• [DATA EXTRACTS]:
▽

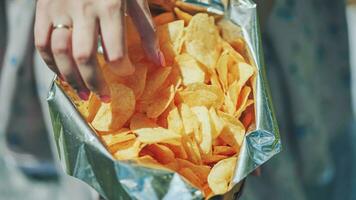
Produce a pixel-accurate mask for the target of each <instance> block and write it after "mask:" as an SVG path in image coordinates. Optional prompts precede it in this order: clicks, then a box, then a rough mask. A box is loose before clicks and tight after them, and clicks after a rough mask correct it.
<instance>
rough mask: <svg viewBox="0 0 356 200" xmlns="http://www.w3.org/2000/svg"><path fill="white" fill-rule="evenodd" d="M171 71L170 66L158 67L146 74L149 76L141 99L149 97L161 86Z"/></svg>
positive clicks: (142, 94)
mask: <svg viewBox="0 0 356 200" xmlns="http://www.w3.org/2000/svg"><path fill="white" fill-rule="evenodd" d="M171 71H172V67H159V68H157V69H156V70H155V71H153V72H152V73H150V74H148V76H149V77H150V78H148V79H147V81H146V87H145V90H144V92H143V94H142V99H151V98H152V97H153V95H155V94H156V92H157V91H158V90H159V89H160V88H161V87H162V85H163V83H164V82H165V81H166V79H167V77H168V76H169V74H170V73H171Z"/></svg>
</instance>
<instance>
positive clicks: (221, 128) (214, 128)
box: [209, 108, 225, 140]
mask: <svg viewBox="0 0 356 200" xmlns="http://www.w3.org/2000/svg"><path fill="white" fill-rule="evenodd" d="M209 115H210V119H211V124H212V125H211V126H212V128H213V131H212V136H213V140H215V139H216V138H218V137H219V135H220V133H221V131H222V130H223V129H224V126H225V122H224V120H222V119H221V118H220V117H219V116H218V114H217V113H216V111H215V109H214V108H210V110H209Z"/></svg>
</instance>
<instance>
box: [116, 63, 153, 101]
mask: <svg viewBox="0 0 356 200" xmlns="http://www.w3.org/2000/svg"><path fill="white" fill-rule="evenodd" d="M147 66H148V65H147V64H145V63H137V64H135V73H134V74H132V75H130V76H127V77H124V78H122V83H124V84H125V85H126V86H128V87H130V88H131V89H132V90H133V92H134V94H135V97H136V100H138V99H140V97H141V95H142V94H143V92H144V89H145V85H146V79H147Z"/></svg>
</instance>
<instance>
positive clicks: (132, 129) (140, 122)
mask: <svg viewBox="0 0 356 200" xmlns="http://www.w3.org/2000/svg"><path fill="white" fill-rule="evenodd" d="M157 127H158V125H157V124H156V122H155V121H154V120H153V119H150V118H148V117H147V116H146V115H145V114H142V113H136V114H134V115H133V116H132V118H131V121H130V129H131V130H136V129H141V128H157Z"/></svg>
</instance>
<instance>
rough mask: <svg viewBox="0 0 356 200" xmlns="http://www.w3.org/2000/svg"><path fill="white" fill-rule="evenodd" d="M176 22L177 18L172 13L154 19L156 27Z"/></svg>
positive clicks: (165, 13)
mask: <svg viewBox="0 0 356 200" xmlns="http://www.w3.org/2000/svg"><path fill="white" fill-rule="evenodd" d="M174 20H175V16H174V14H173V13H172V12H165V13H162V14H160V15H157V16H155V17H154V18H153V21H154V23H155V24H156V26H160V25H163V24H167V23H169V22H172V21H174Z"/></svg>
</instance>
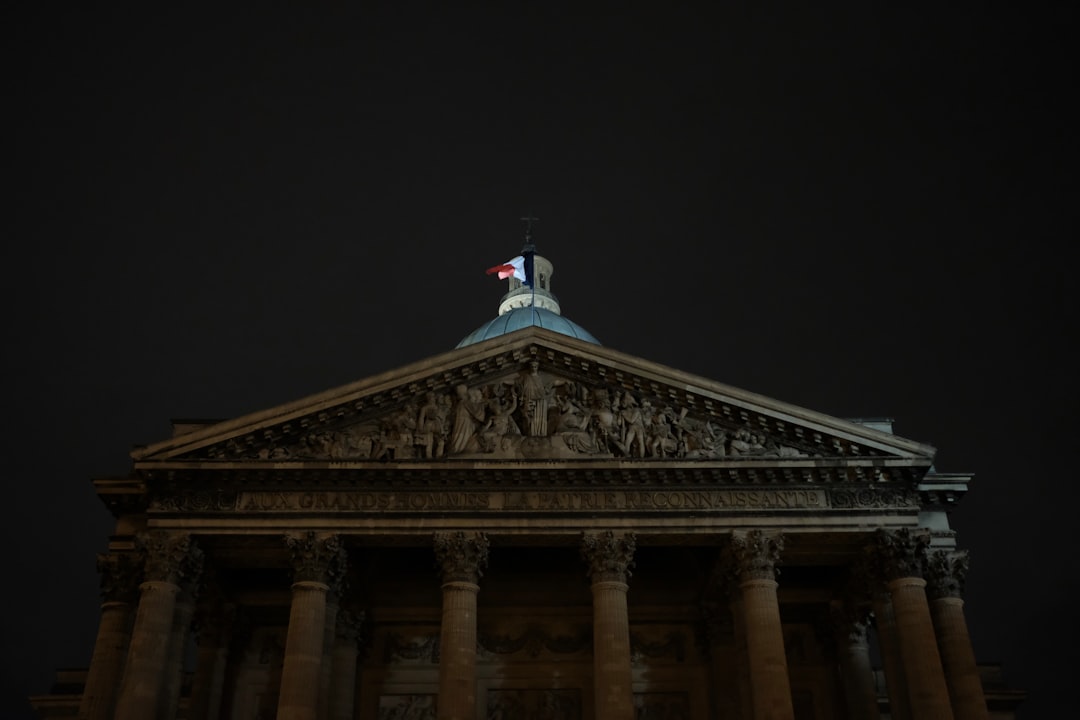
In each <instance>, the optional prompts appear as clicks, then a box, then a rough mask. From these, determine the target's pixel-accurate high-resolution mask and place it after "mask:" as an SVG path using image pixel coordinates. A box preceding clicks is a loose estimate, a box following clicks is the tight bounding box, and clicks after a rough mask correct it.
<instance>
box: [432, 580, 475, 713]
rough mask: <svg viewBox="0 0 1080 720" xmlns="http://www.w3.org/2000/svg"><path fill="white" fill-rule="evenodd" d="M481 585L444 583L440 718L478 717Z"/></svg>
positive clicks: (438, 710) (461, 582)
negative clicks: (477, 708)
mask: <svg viewBox="0 0 1080 720" xmlns="http://www.w3.org/2000/svg"><path fill="white" fill-rule="evenodd" d="M478 592H480V585H477V584H475V583H468V582H462V581H455V582H449V583H444V584H443V625H442V630H441V634H440V662H438V720H474V718H475V715H476V594H477V593H478Z"/></svg>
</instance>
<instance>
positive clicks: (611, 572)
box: [581, 530, 637, 583]
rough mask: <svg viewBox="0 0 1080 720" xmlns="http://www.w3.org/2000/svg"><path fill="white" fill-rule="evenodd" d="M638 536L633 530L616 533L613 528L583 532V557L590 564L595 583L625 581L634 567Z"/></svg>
mask: <svg viewBox="0 0 1080 720" xmlns="http://www.w3.org/2000/svg"><path fill="white" fill-rule="evenodd" d="M636 549H637V538H636V536H635V535H634V533H633V532H621V533H618V534H616V533H615V532H613V531H611V530H606V531H604V532H583V533H581V558H582V559H583V560H584V561H585V563H586V565H588V566H589V569H588V572H589V576H590V578H591V579H592V581H593V582H594V583H599V582H604V581H613V582H619V583H625V582H626V579H627V578H630V575H631V574H632V573H631V570H632V569H633V567H634V551H636Z"/></svg>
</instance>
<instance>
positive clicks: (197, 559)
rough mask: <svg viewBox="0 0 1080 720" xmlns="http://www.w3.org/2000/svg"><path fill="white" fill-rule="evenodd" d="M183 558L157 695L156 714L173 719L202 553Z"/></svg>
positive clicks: (179, 698) (172, 719) (200, 573)
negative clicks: (180, 571)
mask: <svg viewBox="0 0 1080 720" xmlns="http://www.w3.org/2000/svg"><path fill="white" fill-rule="evenodd" d="M185 562H186V571H185V573H184V578H183V579H181V580H180V583H179V587H180V592H179V593H177V595H176V610H175V611H174V612H173V629H172V631H171V633H170V634H168V657H167V658H166V660H165V677H164V680H163V681H162V683H161V696H160V697H159V698H158V717H159V718H161V720H173V719H174V718H175V717H176V710H177V708H179V706H180V685H181V684H183V680H184V656H185V655H186V654H187V649H188V635H189V634H190V633H191V620H192V617H193V616H194V612H195V596H197V595H198V592H199V580H200V578H201V576H202V570H203V556H202V554H201V553H200V554H198V555H194V554H191V555H189V556H188V558H187V560H185Z"/></svg>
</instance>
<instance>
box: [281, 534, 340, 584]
mask: <svg viewBox="0 0 1080 720" xmlns="http://www.w3.org/2000/svg"><path fill="white" fill-rule="evenodd" d="M285 546H286V547H288V552H289V556H291V559H292V561H293V582H294V583H301V582H312V583H322V584H324V585H327V586H329V587H330V589H332V590H334V592H340V589H341V585H342V583H343V582H345V573H346V567H347V563H348V557H347V555H346V551H345V547H343V546H342V544H341V538H340V536H339V535H337V534H322V533H318V532H315V531H313V530H308V531H307V532H289V533H286V534H285Z"/></svg>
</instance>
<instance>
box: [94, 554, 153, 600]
mask: <svg viewBox="0 0 1080 720" xmlns="http://www.w3.org/2000/svg"><path fill="white" fill-rule="evenodd" d="M97 572H98V573H99V574H100V581H102V601H103V602H134V601H135V600H136V599H137V598H138V581H139V575H140V574H141V572H143V556H141V555H139V554H137V553H103V554H99V555H98V556H97Z"/></svg>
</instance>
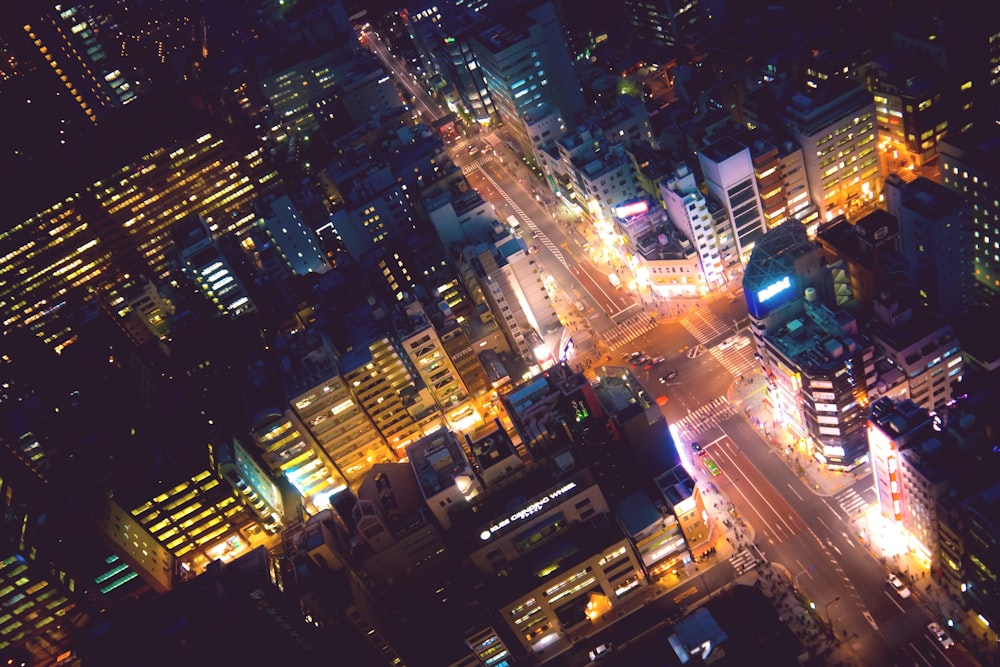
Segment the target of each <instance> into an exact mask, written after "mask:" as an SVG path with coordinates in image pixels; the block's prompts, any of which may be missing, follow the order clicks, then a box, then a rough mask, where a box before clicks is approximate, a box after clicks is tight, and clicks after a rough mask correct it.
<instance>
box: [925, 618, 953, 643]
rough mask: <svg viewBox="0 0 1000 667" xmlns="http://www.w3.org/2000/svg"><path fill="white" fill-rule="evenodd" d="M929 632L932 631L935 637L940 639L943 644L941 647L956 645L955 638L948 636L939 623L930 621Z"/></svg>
mask: <svg viewBox="0 0 1000 667" xmlns="http://www.w3.org/2000/svg"><path fill="white" fill-rule="evenodd" d="M927 632H929V633H931V636H932V637H934V639H936V640H938V643H939V644H941V648H952V647H953V646H954V645H955V640H954V639H952V638H951V637H949V636H948V633H947V632H945V631H944V628H942V627H941V626H940V625H938V624H937V623H928V624H927Z"/></svg>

△

• [WORK INSTRUCTION]: Give back exactly the run of lines that opens the material above and ends at the line with "positive clicks: (221, 128) (214, 128)". Omit the pictures.

• [SOLUTION TO THIS PROBLEM]:
Produce a pixel-accurate mask for the target of each <instance> block and write it after "mask:" as an SVG path in image coordinates. Optional prompts precede it in this order: clicks, then a box, then a rough mask. A box is loose before clicks and tight after them, and clicks after a rough mask correct it.
<instance>
rough mask: <svg viewBox="0 0 356 200" xmlns="http://www.w3.org/2000/svg"><path fill="white" fill-rule="evenodd" d="M171 71L170 66L158 67L146 74L149 76L141 99L149 97L161 86Z"/></svg>
positive clicks: (142, 94)
mask: <svg viewBox="0 0 356 200" xmlns="http://www.w3.org/2000/svg"><path fill="white" fill-rule="evenodd" d="M171 71H172V67H159V68H157V69H156V70H155V71H153V72H152V73H150V74H148V76H149V77H150V78H148V79H147V81H146V87H145V90H144V92H143V94H142V99H151V98H152V97H153V95H155V94H156V92H157V91H158V90H159V89H160V88H161V87H162V85H163V83H164V82H165V81H166V79H167V77H168V76H169V74H170V73H171Z"/></svg>
</instance>
<instance>
positive clicks: (221, 128) (214, 128)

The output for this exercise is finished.